— start of Passage —
Tribeca Festival/ Memorizu Review: A Quietly Beautiful Japanese Meditation on Memory

Tribeca Festival/ Memorizu Review: A Quietly Beautiful Japanese Meditation on Memory

©Courtesy of Tribeca Festival

Our everyday lives are made up of countless small moments that slowly gather over time. Most of them are forgotten because they seem ordinary and insignificant. Lacking the drama of major events, they fade almost as soon as they occur. In great films such as Wim Wenders’ “Perfect Days” (2023) Jim Jarmusch’s “Paterson” (2016) and Hirokazu Kore-eda’s “After Life” (1998), the focus is not on life’s major turning points but on the small, fleeting experiences that pass almost unnoticed.

It is precisely these overlooked experiences that Japanese filmmaker Miiku Sakanishi explores in his debut feature ”Memorizu”, which premiered in the International Narrative Competition section at the Tribeca Festival in New York City. He does so as compellingly as his predecessors, yet finds a gentle and distinctive voice of his own, exploring recordings, personal archives, and the connections between them.

The premise is deceptively simple. The young and reflective Yuta (Tasuku Emoto) travels from Tokyo to a small town in Kyushu to help out at the photo studio and to care for his father-in-law, Makoto (veteran actor Issei Ogata), who has broken his foot. Separated from his wife Yuki (Moeka Hoshi) and young daughter, he maintains contact through smartphone videos and photographs, exchanging fragments of everyday life across the distance.
— end of Passage —
— start of Data rows —
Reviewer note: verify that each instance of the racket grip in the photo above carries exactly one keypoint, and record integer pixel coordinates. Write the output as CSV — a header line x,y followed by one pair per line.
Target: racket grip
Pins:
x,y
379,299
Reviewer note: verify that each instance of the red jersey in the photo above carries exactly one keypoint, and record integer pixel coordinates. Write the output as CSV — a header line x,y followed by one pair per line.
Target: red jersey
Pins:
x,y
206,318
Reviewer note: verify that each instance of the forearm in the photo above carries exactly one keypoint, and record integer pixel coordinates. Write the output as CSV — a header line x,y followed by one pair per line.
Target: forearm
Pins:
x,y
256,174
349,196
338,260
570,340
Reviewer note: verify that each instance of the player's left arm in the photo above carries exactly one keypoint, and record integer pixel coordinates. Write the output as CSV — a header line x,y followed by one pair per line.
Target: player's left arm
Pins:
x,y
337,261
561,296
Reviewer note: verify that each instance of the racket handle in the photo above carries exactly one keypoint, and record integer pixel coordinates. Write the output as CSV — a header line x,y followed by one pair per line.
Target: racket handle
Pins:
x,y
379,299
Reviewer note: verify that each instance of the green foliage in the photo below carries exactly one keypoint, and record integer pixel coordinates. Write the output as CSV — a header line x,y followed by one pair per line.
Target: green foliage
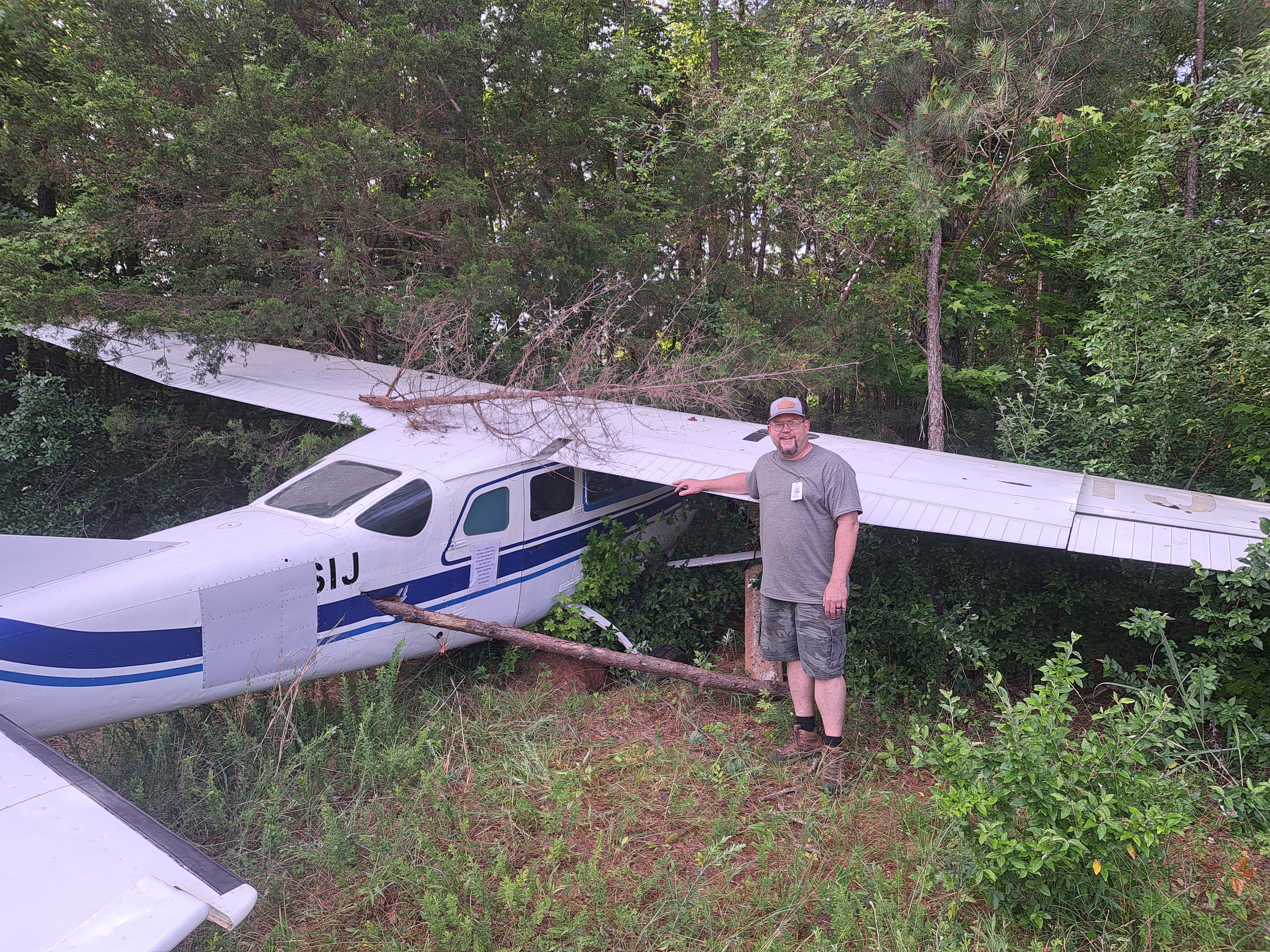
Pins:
x,y
930,611
1165,381
625,578
1235,609
1055,817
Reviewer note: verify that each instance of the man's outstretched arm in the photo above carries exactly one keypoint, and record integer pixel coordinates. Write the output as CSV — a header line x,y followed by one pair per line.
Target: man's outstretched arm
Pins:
x,y
734,484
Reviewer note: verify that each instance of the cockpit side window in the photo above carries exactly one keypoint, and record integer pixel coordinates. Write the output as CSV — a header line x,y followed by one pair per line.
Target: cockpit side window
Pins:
x,y
601,488
403,512
550,494
332,489
489,512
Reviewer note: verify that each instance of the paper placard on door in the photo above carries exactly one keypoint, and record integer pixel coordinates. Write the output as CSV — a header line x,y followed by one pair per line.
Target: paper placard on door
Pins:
x,y
484,565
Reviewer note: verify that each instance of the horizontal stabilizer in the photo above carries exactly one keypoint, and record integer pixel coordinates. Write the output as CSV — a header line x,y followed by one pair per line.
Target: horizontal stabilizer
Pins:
x,y
35,560
84,869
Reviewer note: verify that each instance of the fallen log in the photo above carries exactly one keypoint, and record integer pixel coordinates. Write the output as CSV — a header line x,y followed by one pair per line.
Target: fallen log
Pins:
x,y
586,653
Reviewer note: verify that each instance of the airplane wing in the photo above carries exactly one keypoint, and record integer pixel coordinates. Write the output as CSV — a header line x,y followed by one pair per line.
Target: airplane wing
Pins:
x,y
319,387
88,871
913,489
902,488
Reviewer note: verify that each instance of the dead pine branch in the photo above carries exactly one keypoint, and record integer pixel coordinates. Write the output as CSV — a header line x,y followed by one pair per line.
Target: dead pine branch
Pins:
x,y
583,653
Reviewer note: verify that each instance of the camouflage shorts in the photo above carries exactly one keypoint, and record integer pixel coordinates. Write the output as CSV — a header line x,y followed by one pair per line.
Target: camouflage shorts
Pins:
x,y
795,631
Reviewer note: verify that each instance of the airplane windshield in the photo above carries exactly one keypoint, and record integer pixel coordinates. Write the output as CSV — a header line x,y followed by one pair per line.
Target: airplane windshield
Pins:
x,y
332,489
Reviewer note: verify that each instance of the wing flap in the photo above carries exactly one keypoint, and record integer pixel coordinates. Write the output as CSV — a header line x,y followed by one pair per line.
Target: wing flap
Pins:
x,y
318,387
72,845
35,560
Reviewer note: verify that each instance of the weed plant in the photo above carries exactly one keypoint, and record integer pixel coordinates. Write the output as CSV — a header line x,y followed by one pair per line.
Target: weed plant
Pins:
x,y
1055,818
442,807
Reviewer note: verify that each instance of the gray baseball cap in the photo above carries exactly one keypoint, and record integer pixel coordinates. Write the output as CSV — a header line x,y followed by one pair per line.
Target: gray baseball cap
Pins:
x,y
787,405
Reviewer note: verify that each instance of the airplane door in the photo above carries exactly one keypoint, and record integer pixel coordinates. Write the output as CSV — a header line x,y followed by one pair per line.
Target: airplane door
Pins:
x,y
488,537
553,536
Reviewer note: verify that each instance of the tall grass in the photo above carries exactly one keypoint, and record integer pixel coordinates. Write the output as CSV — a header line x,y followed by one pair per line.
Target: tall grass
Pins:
x,y
440,807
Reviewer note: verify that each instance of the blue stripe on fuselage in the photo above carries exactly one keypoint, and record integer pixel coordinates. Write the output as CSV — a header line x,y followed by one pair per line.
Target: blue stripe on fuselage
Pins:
x,y
48,646
531,554
29,643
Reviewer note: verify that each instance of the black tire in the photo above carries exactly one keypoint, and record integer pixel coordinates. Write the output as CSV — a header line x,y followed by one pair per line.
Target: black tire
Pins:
x,y
670,653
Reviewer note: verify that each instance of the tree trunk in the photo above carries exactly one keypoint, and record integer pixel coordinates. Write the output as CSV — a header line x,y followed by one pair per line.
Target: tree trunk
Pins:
x,y
934,351
762,245
585,653
1197,78
714,42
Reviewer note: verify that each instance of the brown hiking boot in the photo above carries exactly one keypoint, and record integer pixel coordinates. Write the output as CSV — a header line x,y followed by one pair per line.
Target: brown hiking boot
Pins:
x,y
802,746
834,771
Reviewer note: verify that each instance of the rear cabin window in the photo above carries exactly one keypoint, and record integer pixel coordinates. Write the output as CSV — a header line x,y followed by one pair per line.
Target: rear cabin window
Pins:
x,y
601,488
403,512
332,489
488,513
550,494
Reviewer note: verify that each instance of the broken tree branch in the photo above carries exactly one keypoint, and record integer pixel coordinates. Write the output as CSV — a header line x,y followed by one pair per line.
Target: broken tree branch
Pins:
x,y
583,653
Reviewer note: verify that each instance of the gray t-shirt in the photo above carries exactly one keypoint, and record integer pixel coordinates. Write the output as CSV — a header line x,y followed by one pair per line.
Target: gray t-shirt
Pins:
x,y
798,535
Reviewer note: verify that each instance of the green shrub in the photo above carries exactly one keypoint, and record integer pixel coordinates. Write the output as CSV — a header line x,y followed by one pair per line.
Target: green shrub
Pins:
x,y
626,581
1056,818
1235,611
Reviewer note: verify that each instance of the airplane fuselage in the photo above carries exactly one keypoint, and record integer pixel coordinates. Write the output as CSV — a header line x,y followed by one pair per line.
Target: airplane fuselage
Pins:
x,y
280,589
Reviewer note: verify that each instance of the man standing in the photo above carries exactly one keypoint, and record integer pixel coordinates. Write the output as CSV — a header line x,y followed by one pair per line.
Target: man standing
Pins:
x,y
809,522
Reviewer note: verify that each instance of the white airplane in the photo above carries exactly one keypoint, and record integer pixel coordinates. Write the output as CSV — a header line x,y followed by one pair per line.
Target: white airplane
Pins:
x,y
454,520
451,518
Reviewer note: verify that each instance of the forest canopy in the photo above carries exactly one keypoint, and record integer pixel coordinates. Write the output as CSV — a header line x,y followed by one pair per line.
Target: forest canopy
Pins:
x,y
1027,230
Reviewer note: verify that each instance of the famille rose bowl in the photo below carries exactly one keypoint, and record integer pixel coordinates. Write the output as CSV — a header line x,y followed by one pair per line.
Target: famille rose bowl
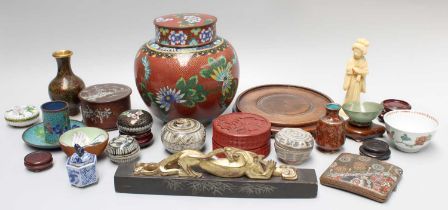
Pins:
x,y
410,131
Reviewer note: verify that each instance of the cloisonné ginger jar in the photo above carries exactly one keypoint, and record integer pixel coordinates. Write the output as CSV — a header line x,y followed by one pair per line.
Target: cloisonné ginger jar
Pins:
x,y
187,70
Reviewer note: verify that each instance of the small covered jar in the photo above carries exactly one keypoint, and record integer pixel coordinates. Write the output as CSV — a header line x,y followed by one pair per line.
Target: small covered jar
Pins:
x,y
136,123
123,149
22,116
293,145
81,168
245,131
183,133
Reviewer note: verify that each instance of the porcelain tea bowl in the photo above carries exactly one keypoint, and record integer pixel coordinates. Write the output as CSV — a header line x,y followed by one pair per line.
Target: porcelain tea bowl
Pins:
x,y
93,140
362,114
410,131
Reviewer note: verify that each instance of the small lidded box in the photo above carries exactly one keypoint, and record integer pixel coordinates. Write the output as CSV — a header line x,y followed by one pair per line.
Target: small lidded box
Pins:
x,y
293,145
136,123
81,168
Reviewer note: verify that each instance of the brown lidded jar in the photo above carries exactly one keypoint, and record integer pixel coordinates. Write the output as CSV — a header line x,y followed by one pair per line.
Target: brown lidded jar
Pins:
x,y
330,133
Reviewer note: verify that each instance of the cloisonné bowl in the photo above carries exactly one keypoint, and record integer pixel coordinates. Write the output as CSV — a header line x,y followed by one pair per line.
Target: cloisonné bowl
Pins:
x,y
362,113
410,131
93,140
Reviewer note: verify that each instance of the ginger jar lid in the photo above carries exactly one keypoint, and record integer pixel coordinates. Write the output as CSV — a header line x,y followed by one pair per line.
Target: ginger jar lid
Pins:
x,y
134,121
294,138
185,29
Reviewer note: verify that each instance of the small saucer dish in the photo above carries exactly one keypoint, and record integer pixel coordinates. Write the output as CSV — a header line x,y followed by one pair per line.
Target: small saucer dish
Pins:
x,y
410,131
35,136
22,116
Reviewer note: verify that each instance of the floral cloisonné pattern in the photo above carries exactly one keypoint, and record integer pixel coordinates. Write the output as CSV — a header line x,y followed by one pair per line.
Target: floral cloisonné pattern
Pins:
x,y
350,171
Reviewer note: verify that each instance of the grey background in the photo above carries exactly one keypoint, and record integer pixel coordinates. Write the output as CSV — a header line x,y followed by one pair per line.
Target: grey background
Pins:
x,y
303,43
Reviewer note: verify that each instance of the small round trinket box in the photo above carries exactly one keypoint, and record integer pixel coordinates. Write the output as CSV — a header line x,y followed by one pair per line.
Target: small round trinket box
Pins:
x,y
293,145
22,116
136,123
101,104
246,131
375,149
183,133
38,161
123,149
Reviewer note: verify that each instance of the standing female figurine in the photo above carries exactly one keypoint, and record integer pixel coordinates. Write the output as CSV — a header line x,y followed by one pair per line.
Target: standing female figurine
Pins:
x,y
356,71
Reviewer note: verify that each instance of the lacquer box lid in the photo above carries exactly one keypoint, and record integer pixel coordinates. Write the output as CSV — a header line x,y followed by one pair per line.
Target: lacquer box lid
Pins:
x,y
294,139
185,29
362,175
243,130
134,121
105,93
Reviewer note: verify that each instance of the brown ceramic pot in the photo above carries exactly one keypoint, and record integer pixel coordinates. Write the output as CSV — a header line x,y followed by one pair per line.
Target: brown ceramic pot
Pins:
x,y
66,85
330,133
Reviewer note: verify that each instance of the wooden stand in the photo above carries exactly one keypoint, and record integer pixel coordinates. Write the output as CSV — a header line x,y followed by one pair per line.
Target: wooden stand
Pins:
x,y
358,133
212,186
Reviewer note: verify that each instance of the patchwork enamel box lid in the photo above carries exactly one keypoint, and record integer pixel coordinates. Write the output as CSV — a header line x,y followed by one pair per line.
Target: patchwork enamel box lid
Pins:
x,y
294,139
122,149
242,130
22,116
134,121
105,93
185,30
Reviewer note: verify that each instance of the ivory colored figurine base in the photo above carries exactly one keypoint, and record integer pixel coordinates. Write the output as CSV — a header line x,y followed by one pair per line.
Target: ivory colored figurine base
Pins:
x,y
362,133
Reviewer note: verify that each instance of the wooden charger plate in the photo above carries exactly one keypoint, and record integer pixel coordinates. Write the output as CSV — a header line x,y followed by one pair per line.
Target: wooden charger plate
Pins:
x,y
284,105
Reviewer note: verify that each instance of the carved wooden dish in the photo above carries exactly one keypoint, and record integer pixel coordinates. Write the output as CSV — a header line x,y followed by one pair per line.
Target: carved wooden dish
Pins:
x,y
284,105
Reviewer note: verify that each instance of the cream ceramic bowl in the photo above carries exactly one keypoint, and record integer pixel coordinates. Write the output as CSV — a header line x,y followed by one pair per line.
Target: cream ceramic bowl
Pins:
x,y
410,131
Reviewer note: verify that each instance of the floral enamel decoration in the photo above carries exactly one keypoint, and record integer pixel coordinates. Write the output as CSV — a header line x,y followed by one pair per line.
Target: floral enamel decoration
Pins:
x,y
206,35
178,38
145,63
167,96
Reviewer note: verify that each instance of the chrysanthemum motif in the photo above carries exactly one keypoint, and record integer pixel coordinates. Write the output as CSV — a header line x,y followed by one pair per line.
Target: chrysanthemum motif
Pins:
x,y
161,20
192,19
167,96
224,75
177,38
206,35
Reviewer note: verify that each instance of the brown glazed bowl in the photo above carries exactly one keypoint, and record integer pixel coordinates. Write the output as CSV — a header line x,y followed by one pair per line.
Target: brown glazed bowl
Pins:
x,y
93,140
102,104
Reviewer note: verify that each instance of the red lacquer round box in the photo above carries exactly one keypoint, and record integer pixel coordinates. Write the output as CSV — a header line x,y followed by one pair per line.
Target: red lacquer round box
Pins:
x,y
187,70
242,130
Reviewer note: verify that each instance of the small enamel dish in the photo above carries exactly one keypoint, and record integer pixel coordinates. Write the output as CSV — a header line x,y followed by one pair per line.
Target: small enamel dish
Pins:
x,y
410,131
22,116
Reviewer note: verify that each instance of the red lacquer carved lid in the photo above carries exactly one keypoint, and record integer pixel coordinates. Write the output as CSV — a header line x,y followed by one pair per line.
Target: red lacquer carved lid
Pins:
x,y
185,29
242,130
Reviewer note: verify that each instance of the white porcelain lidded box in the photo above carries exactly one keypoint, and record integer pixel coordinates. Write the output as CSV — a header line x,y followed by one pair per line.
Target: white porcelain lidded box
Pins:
x,y
293,145
81,168
183,133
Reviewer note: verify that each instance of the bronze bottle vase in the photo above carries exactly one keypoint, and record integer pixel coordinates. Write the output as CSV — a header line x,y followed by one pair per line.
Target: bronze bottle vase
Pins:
x,y
330,133
66,85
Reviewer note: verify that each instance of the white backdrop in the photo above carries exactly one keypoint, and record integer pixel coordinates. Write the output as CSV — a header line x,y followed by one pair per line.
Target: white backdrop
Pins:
x,y
304,43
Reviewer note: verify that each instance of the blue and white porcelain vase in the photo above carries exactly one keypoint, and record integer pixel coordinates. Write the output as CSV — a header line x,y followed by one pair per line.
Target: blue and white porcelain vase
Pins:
x,y
81,168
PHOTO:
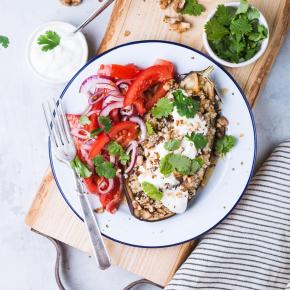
— end of Data rows —
■ To do
**1.** Translate this sentence from the Memorizu review into Spanish: "Most of them are forgotten because they seem ordinary and insignificant."
**2.** Summarize the Memorizu review in two sentences.

■ Answer list
**1.** La mayoría de ellos se olvidan porque parecen corrientes e insignificantes.

**2.** "Memorizu," the debut feature by Japanese filmmaker Miiku Sakanishi, premiered in the International Narrative Competition section at the Tribeca Festival in New York City and explores small, overlooked everyday experiences through recordings, personal archives, and the connections between them. In the film, Yuta travels from Tokyo to a small town in Kyushu to help at the photo studio and care for his father-in-law, who has broken his foot, while keeping in touch with his wife and young daughter through smartphone videos and photographs.